══ Record excerpts ══
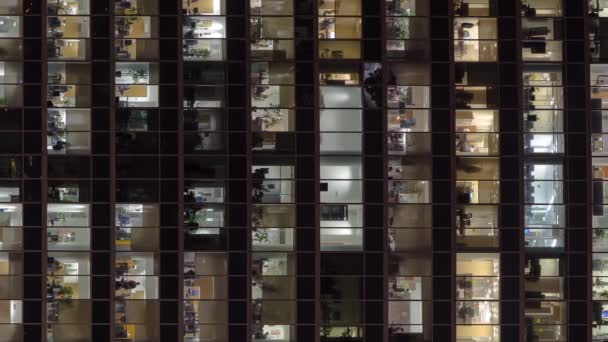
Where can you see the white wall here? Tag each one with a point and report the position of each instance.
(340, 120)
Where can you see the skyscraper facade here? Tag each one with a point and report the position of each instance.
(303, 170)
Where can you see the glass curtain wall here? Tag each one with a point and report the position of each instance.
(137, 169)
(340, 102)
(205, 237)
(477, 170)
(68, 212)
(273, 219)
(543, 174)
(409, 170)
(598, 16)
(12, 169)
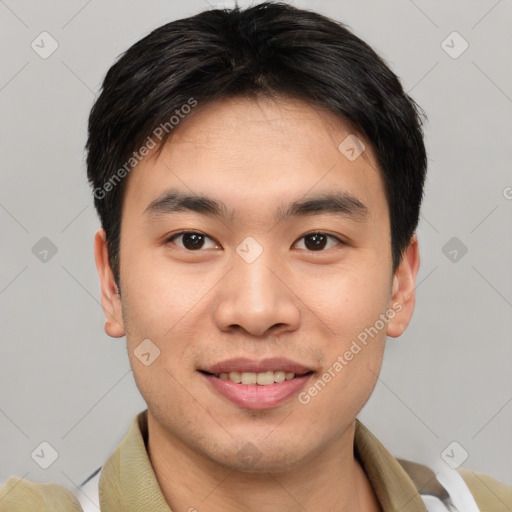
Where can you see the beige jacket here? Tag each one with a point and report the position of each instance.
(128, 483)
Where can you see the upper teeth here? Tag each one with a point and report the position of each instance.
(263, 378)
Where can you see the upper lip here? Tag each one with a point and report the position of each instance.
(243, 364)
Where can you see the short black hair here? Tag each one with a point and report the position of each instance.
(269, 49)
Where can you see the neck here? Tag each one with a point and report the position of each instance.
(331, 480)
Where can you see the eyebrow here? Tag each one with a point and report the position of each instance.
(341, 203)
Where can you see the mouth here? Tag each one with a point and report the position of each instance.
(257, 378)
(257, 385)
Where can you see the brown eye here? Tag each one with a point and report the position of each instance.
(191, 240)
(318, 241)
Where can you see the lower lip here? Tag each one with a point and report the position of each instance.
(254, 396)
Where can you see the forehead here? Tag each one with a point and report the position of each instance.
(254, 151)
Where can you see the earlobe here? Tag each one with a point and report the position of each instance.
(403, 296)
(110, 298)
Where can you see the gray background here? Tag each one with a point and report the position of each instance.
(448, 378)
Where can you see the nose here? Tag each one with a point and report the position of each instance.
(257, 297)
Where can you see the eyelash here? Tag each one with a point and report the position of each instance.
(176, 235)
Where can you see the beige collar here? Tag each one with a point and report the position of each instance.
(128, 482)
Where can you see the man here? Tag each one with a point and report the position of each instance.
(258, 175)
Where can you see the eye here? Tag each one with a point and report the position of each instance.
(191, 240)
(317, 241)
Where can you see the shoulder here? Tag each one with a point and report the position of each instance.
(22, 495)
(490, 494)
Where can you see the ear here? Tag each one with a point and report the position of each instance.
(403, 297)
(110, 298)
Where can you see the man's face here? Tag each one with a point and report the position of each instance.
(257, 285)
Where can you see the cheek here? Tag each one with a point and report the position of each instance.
═══
### Brief
Copy everything from the line containing "Where can you see the brown" down to the end of the rows, word for word.

### Solved problem
Where can you see the brown eye here? Tag each one with a point and report the position of each instance.
(191, 240)
(318, 241)
Where can you see the lower lip here? Tag each one with a point and report the position of each instance.
(254, 396)
Where can you see the forehead here? Tag each one with a point and report the position of each instance.
(254, 151)
Where can you see the earlobe here? Tag each one with a point and report the position of each instance.
(403, 296)
(110, 298)
Where can you see the gray background here? Tag each one with a point and report the position of each instance.
(448, 378)
Where can you see the nose here? Tag each one with a point and report the position of each instance.
(257, 297)
Where can you see the eyelash here? Tag each one with a point and report the position of each instance.
(176, 235)
Where can you see the beige collar here? Tag each one with a point and report the position of each instance.
(128, 482)
Where can you see the man here? Tag each one with a point and report the position of each instance.
(258, 175)
Where can you see the eye here? Tag each one with a point and report the position of each instance.
(191, 240)
(317, 241)
Where can you see the shoulder here? Tag each one with a point and report the position of each instance.
(22, 495)
(490, 494)
Where can you see the ear here? Tag each one with a point and report the position of each instance.
(403, 297)
(110, 298)
Where can you see the man's face here? Tag each one with a point and report the position of each instance.
(257, 285)
Where can you see the cheek here? Tag each one with a point and report the position of each instance.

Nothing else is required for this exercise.